**Seu objetivo:** Continue o texto sobre a Igreja Universal e as religiões de matrizes africanas, partindo da última frase apresentada.

**Trecho do texto:**
________________________

A organização se utiliza de símbolos utilizados nos rituais vinculados às religiões de matrizes africanas e transformam esses símbolos dentro de significantes bíblicos. “Negam a eficácia dos símbolos em sua origem semântica, mas afirmam que seriam eficazes vinculados a uma crença bíblica.”
Entidades africanas são definidas como entidades diabólicas, embora essa não fosse a crença local. “Dentro da cosmologia de religiões de matrizes africanas, exu não é diabo. Mas é fundamental a presença do exu para que a Universal se constitua como necessária para a libertação.”
A antropóloga Lívia Reis concorda. “Na Universal, a cosmologia é fundamentada na crença dos espíritos. Ela não nega sua existência, como faz a Igreja Católica. Ela reconhece esses espíritos, mas os demoniza.”
Segundo ela, algumas crenças e religiões tradicionais africanas são “atravessadas pelo mundo espiritual, que são ancestrais”. E a Universal propõe “uma ruptura com esse mundo dos espíritos” – uma ruptura que não é total, porque ela os reconhece, mas diz que são demônios. “Quando a Universal chega e diz que se você se exorcizar, você vai melhorar, ela encontra um nicho.”
Para Fernando, essa técnica, que teve êxito sobretudo nos países lusófonos, faz parte de uma lógica de “subimperialismo brasileiro”.
“O Brasil atua em alguns países tentando replicar a lógica imperialista, colonizadora. A negação do passado é a principal expressão do colonialismo e do colonialismo religioso”, afirma.
E, também, em sua opinião, há “uma dimensão de ordem racista”, com a “ideia de que os brasileiros eram espiritualmente superiores ao povo africano, que estava entregue às magias, aos pecados.” A ideia de superioridade faz parte da “geografia global do sagrado”, com determinadas práticas cristãs engolindo práticas consideradas inferiores.
A Universal diz à BBC News Brasil que “na África e em qualquer lugar do planeta, a Igreja Universal do Reino de Deus recebe pessoas que sofrem com os mais variados males e com graves problemas financeiros”. “Por que continuam na Universal? O que explica tantos fiéis que seguem frequentando a Igreja há décadas em todo o mundo, em diferentes culturas, raças e idiomas? A resposta está na Bíblia: a salvação da alma vem para os que aceitam e praticam essa fé.”
“Reafirmamos que em todos os 134 países onde está presente, nos cinco continentes, a Universal respeita, com rigor, as leis e as tradições locais.”

________________________

**Dados registrados:**
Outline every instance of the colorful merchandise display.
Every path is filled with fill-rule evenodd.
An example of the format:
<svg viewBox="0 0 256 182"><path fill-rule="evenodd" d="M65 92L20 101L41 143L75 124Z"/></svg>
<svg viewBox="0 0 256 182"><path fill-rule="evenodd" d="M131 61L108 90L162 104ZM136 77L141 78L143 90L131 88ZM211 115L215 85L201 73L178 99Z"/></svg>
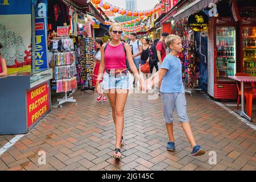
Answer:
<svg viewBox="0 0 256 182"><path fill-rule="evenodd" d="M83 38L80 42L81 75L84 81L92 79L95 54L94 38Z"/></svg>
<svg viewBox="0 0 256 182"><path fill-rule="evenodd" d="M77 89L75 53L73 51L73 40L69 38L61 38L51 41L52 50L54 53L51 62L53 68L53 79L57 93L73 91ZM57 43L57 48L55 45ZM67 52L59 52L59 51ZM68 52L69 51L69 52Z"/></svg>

________________________

**Resposta à tarefa:**
Iniciativas sociais
Além do contexto geopolítico, da penetração nos meios de comunicação e na adaptação à gramática da religião local, o que favorece a entrada da Universal são as ações sociais que desempenha nos países.
Primeiro, o grupo religioso entra em determinada comunidade, conquista sua confiança por meio de ações sociais e se mostra importante naquele espaço, seja distribuindo alimentos, dando cuidados à saúde, entre outros, diz Fernando. A partir daí, começa a falar do próprio repertório religioso. “Como não é processo de negação absoluta dos significantes, a penetração não é difícil.”
Ou seja, há uma ação que precede o discurso. Além da presença física assistencial, a igreja também oferece suporte emocional em espaços em que as pessoas estão desassistidas.
Na igreja, diz Reis, “você aprende a se virar”. “Há cursos de empreendedorismo, projetos para a juventude, com esporte, aulas de línguas. Em cada lugar a igreja Universal assume características diferentes”, afirma.
Em um trabalho sobre as ações sociais da Universal publicado em 2016, a professora adjunta do Departamento de Sociologia da UFMG Nina Rosas destaca projetos em Moçambique e Angola, entre outros. Ali, a Universal liderou projetos de distribuição de alimentos e agasalhos, socorro a vítimas de desastres naturais, alfabetização, atividades profissionalizantes, como cursos de corte e costura, informática, cabeleireiro, pastelaria, panificação e decoração.
“Fica claro que as ajudas são instrumentalizadas com vistas ao enraizamento da igreja, auxiliando nos processos jurídico-institucionais típicos da dinâmica de transnacionalização”, escreve Rosas.